#### WRITTEN TASK:
Pull out every line in the data below that contains the word "sugar".

[start of RECORDED DATA]

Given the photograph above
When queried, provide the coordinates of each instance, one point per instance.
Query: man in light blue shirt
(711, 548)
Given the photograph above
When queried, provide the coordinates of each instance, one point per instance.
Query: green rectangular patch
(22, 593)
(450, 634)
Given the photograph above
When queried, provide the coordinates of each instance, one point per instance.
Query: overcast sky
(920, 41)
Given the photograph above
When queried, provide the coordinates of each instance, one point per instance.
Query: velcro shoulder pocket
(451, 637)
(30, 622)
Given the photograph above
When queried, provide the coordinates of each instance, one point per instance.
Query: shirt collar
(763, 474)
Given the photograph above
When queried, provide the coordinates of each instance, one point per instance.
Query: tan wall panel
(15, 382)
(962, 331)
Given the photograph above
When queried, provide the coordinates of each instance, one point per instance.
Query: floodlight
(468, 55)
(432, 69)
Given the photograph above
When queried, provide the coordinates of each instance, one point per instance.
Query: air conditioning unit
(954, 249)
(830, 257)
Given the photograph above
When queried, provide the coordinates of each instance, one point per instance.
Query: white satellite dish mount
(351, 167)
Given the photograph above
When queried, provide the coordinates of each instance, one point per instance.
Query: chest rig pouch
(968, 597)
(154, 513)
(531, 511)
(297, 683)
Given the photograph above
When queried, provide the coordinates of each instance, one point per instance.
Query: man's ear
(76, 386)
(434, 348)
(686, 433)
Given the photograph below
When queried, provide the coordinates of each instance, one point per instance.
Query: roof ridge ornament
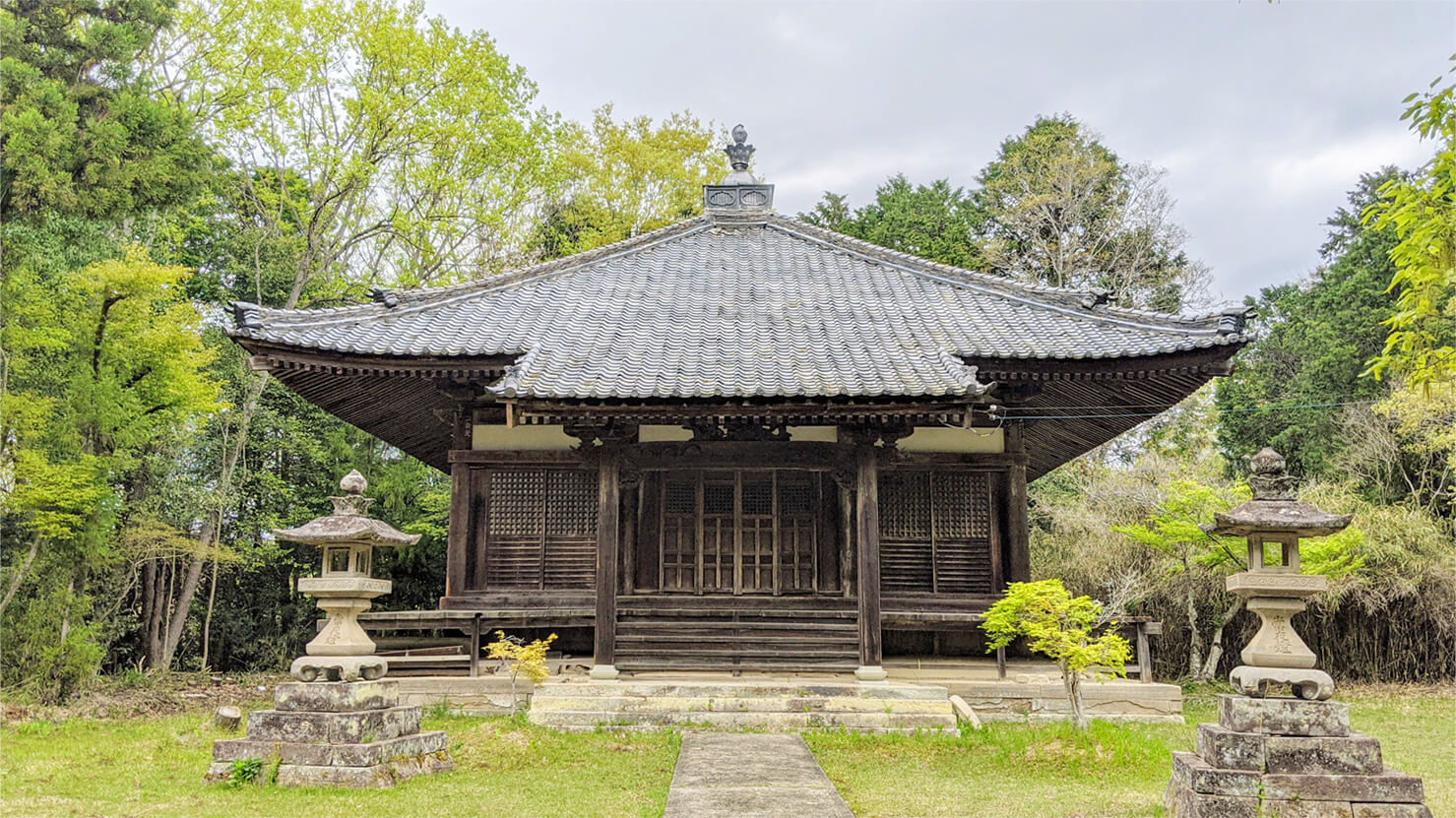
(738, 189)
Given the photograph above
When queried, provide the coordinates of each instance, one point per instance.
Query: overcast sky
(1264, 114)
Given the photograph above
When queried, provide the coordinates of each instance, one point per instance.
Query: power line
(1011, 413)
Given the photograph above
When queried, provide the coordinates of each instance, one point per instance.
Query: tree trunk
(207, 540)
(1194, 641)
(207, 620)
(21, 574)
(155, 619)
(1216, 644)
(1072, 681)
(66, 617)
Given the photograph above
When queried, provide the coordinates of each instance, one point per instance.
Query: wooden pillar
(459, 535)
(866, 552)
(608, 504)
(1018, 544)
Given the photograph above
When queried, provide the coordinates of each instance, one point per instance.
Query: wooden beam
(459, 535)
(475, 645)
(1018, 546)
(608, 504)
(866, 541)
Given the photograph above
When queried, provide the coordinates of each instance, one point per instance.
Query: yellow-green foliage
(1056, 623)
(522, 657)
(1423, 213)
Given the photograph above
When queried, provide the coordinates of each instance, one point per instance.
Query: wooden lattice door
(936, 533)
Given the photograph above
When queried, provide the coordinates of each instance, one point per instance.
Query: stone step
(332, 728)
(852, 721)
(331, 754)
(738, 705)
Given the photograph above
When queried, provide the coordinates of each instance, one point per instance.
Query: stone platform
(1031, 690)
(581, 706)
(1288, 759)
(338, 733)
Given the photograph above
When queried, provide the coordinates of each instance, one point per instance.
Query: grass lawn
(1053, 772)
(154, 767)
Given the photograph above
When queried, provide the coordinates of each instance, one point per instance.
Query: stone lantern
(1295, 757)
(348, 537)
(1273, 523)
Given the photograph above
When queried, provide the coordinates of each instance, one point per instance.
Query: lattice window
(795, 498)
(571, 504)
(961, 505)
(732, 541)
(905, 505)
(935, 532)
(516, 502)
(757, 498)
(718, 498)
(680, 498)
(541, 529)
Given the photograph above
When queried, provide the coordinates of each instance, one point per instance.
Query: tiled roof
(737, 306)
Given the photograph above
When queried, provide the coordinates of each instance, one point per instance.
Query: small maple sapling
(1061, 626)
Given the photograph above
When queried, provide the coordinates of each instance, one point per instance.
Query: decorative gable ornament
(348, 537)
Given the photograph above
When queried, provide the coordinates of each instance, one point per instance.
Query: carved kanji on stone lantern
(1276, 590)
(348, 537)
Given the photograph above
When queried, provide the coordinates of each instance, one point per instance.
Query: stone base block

[end of RECORDED DATA]
[start of RECORDED DATA]

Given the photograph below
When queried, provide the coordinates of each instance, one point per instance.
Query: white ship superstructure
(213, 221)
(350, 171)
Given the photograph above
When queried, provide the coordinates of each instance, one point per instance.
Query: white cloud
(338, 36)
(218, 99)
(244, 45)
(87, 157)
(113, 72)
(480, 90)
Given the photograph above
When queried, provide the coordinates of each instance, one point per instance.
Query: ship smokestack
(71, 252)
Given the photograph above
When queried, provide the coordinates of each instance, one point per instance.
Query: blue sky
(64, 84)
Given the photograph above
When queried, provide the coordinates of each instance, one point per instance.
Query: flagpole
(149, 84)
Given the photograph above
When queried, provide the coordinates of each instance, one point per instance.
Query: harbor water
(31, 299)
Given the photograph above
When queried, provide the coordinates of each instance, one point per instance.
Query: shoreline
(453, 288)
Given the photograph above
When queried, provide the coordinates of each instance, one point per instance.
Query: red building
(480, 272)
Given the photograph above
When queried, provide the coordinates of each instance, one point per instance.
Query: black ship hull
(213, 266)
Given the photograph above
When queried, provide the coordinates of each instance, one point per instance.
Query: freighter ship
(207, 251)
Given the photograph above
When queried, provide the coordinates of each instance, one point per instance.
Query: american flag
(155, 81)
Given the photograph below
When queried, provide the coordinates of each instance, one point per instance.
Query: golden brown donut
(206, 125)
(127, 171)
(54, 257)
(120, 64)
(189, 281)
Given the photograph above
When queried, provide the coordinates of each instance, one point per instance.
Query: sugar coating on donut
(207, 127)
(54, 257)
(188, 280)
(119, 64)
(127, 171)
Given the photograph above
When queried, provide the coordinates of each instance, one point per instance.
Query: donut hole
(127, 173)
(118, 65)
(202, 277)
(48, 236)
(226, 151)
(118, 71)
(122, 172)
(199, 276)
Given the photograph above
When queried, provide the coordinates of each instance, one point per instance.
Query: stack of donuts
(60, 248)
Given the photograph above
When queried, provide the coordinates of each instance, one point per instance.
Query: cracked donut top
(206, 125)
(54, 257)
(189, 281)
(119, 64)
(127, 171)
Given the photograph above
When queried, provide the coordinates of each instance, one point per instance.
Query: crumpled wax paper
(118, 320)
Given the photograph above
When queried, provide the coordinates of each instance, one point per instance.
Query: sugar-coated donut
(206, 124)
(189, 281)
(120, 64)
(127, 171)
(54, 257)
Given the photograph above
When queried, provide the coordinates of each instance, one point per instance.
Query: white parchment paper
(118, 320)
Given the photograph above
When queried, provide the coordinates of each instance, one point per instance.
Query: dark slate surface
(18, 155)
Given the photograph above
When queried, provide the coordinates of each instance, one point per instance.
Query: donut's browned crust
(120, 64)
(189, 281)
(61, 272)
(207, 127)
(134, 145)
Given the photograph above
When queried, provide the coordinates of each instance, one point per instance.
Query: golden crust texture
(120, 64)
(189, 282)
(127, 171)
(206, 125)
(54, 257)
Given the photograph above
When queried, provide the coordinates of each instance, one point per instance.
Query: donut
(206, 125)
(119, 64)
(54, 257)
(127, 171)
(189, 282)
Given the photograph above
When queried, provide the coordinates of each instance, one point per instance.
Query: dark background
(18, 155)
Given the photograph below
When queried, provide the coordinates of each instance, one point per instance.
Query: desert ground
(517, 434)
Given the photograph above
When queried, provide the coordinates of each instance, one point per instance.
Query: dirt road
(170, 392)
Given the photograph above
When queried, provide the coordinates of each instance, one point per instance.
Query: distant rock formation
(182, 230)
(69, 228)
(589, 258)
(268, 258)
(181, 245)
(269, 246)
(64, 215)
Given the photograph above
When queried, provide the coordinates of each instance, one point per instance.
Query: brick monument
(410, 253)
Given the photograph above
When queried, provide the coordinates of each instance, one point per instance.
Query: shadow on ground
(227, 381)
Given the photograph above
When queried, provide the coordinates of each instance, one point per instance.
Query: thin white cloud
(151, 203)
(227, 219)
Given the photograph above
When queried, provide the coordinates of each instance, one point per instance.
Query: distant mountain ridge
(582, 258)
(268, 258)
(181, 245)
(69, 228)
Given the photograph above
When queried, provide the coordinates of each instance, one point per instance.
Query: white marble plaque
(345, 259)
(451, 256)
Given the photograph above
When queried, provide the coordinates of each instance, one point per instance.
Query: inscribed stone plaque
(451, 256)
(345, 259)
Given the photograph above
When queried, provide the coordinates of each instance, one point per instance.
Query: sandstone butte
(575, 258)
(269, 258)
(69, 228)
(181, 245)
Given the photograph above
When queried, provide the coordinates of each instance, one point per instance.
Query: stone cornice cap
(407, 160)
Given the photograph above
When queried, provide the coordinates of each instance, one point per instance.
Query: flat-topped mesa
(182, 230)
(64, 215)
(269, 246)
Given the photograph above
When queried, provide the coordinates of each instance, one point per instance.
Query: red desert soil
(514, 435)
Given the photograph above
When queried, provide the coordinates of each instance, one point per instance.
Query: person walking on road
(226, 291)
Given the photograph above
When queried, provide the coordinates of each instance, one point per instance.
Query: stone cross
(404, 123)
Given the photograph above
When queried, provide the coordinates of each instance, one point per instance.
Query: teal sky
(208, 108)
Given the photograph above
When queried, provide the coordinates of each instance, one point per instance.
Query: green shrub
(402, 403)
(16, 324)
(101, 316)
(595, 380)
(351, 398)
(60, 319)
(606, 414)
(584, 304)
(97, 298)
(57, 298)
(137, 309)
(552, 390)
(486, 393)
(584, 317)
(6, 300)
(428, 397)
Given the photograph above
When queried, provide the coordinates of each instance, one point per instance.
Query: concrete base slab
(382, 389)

[end of RECORDED DATA]

#### SOLUTION TO THIS PROBLEM:
Query: sugar coating on donut
Query: sugar-coated donut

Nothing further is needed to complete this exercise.